Recorded data

⟨

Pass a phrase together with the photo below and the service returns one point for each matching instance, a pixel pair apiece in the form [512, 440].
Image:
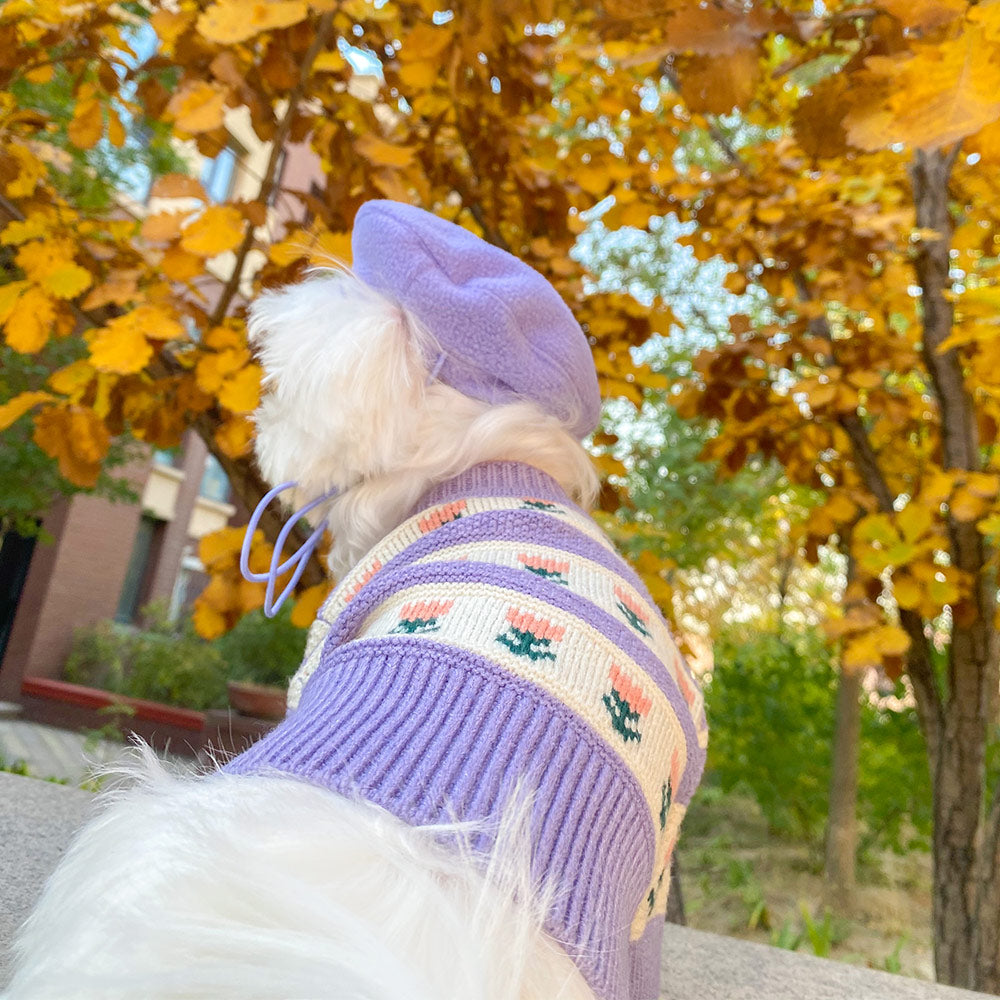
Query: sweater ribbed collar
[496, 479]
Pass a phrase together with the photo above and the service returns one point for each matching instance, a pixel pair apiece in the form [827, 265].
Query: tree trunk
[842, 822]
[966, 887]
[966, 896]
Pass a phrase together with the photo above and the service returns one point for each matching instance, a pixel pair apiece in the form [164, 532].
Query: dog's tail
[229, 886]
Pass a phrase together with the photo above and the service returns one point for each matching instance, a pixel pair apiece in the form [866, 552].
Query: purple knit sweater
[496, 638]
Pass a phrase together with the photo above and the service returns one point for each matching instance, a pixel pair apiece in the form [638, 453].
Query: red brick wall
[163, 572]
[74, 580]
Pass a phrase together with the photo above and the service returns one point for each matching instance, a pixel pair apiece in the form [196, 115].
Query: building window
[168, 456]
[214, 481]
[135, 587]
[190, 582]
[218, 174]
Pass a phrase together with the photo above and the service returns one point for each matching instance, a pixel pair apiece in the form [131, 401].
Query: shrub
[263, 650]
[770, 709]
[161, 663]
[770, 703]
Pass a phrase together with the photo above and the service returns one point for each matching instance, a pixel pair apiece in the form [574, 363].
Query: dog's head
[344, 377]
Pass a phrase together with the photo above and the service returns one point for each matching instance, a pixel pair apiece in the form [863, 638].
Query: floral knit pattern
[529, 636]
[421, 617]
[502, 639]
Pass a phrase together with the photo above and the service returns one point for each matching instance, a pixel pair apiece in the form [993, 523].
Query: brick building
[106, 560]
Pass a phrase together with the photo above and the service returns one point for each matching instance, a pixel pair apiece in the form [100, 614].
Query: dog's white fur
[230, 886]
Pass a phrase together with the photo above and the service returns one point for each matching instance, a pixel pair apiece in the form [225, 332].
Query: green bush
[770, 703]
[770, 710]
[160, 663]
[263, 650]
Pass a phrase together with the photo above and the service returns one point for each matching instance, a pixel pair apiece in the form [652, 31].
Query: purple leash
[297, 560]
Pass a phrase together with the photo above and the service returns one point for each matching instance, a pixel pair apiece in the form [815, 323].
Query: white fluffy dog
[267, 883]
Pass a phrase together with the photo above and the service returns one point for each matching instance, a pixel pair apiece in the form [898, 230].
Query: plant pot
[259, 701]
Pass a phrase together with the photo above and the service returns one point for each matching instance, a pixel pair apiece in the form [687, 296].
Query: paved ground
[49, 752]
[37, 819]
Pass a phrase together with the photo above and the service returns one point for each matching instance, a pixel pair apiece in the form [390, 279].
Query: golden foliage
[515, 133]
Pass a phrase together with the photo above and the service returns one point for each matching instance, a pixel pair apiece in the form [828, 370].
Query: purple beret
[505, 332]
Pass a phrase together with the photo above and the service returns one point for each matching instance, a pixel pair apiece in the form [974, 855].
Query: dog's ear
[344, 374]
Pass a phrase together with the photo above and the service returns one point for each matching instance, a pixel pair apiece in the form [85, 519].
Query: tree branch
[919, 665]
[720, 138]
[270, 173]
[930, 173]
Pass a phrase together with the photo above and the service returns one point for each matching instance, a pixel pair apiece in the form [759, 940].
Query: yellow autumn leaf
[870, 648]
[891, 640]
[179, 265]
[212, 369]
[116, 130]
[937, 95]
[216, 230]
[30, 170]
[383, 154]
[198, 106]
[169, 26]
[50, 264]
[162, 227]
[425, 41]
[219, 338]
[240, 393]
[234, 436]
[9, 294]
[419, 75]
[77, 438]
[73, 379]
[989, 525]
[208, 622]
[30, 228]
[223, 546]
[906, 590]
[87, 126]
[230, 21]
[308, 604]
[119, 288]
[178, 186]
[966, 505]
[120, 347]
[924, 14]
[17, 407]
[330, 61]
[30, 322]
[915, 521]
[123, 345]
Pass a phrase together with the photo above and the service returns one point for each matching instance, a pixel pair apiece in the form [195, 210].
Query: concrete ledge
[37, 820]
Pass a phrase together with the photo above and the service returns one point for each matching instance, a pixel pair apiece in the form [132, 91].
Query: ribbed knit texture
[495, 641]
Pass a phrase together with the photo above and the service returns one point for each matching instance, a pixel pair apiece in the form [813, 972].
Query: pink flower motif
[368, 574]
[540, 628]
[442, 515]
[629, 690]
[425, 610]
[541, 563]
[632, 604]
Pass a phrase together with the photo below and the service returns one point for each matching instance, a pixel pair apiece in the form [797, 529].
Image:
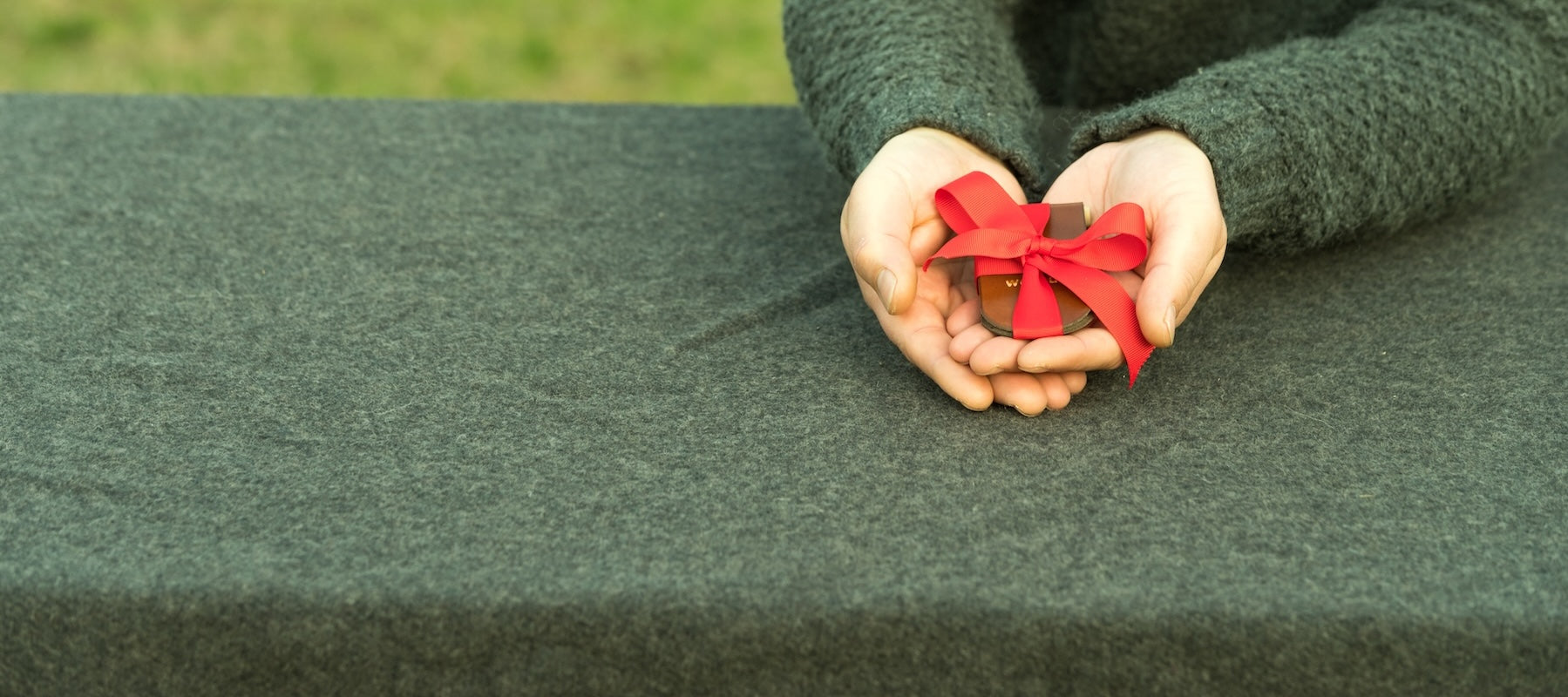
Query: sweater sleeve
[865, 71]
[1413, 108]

⟩

- _Exercise requirements_
Write every record out again exactly as written. Pictures don't belong in the copy.

- _Written reply_
Pass a phrase together with the photo below and the service returns one point for each matching instance, a pixel pair apiece in the form [512, 440].
Image:
Query: sweater ribbed collar
[496, 479]
Pass a phrase together with the photo above and the service returns one point for each matching instance, a pixel pair apiece in the form [827, 265].
Query: tree trunk
[842, 822]
[966, 887]
[966, 896]
Pass a phrase together with the photo above and the service returns one point for each matching instance, a pixel pair apiece in the form [164, 532].
Query: dog's tail
[229, 886]
Pass a phrase together with the photo above and the service returns one point for each matching instance, a pixel pair apiece in the form [866, 552].
Query: purple knit sweater
[496, 638]
Pass a phrase together with the photo above and the service returns one point for each matching instance, a pixel pair apiece in the form [638, 453].
Query: red brick wall
[163, 572]
[74, 580]
Pass a phrase together with the photo above and the service returns one point for each matching instance, a pixel pair apiece in the form [196, 115].
Query: building window
[168, 456]
[214, 481]
[135, 587]
[190, 582]
[218, 174]
Pass a phrase together with the photo above and the service returns one point for each matching instance, a pixel pair apiece in the form [131, 401].
Query: shrub
[263, 650]
[770, 709]
[161, 663]
[770, 703]
Pass a phrase together with the photo above and the service returns one point for each matching instance, a pixel pair apiece in the form [574, 363].
Query: dog's head
[344, 377]
Pass a phrase together with the photo above and the service returns one point for each matching instance, a pixel pair apiece in the form [863, 638].
Query: floral knit pattern
[529, 636]
[421, 617]
[502, 639]
Pass a phrase together with the photo above and the service returns one point for each matching instance, a pixel pair apiece in the form [993, 523].
Query: brick building
[106, 560]
Pass a phrase together with the photo above and the service returns one point for each matching instance, a pixel pair apiece in the form [100, 614].
Query: dog's white fur
[230, 886]
Pass a phrase together with the photo above and the service returns one point for each matching instance, a pixel pair apiece in the form [225, 332].
Query: green bush
[770, 703]
[770, 710]
[160, 663]
[263, 650]
Pass a phrase together with the photo above and the service returns one point for each matching instance, a pixel pair apiece in the form [652, 31].
Query: purple leash
[297, 560]
Pass a phrase together with the photo above and the service returns one point for each matching instance, a pixel pair apiece in the form [815, 323].
Query: white fluffy dog
[267, 883]
Pass a phrase together with the photo above and the service returns one point for each matching instance, a pixel pair apiece in the form [898, 230].
Query: plant pot
[259, 701]
Pass a phrase together with the photo above and the service returns one point for each matching instance, a pixel pair apiece in the form [687, 296].
Query: paved ground
[49, 752]
[37, 819]
Pass a phrase together with the photo above and the service returns one point for each matching instance, a pixel pair apiece in the form [390, 279].
Query: golden foliage
[515, 133]
Pass a phrase together with the photo above and the service returns one point for each matching instance, a pixel pair apiece in the form [828, 370].
Query: purple beret
[505, 332]
Pass a phrase together with the photo above and the service returns one point for each matching instance, a pixel pair apiece in the form [974, 855].
Query: dog's ear
[344, 374]
Pass a phrase together with the photo above and the service returns one point for each matching instance, a pixel pair apiece in the form [85, 519].
Query: tree branch
[919, 665]
[720, 138]
[270, 173]
[930, 173]
Pass a phrase together with the photo above and the service returns one point for each matching instance, a pixel pair apiece in the form [759, 940].
Query: yellow autumn leaf
[870, 648]
[891, 640]
[179, 265]
[212, 369]
[116, 130]
[937, 95]
[216, 230]
[30, 170]
[383, 154]
[198, 106]
[169, 26]
[50, 264]
[162, 227]
[425, 41]
[219, 338]
[240, 393]
[234, 436]
[9, 294]
[419, 75]
[77, 438]
[73, 379]
[989, 525]
[208, 622]
[30, 228]
[223, 546]
[906, 590]
[87, 126]
[230, 21]
[308, 604]
[119, 288]
[178, 186]
[966, 505]
[120, 347]
[924, 14]
[17, 407]
[330, 61]
[30, 322]
[915, 521]
[123, 345]
Pass a phrase together with the photo above and the service returns one point for each matching instance, a pixel pair apiece in the form [195, 210].
Query: concrete ledge
[37, 820]
Pass a phrase together with the photo above and the service returns one point for each matching instance, a pixel pair apiece in the form [132, 91].
Query: ribbed knit texture
[495, 641]
Pass a phrase together with the photo above and the service returns one point for each matching instance, a pixel pair apiece in the form [813, 972].
Query: pink flower motif
[368, 574]
[540, 628]
[442, 515]
[629, 690]
[425, 610]
[541, 563]
[632, 604]
Pass a phrase together with the photo below and the service returns one point for each matching instance, a pixel pair apiece in the form [797, 529].
Image:
Query: sweater sleeve
[865, 71]
[1413, 108]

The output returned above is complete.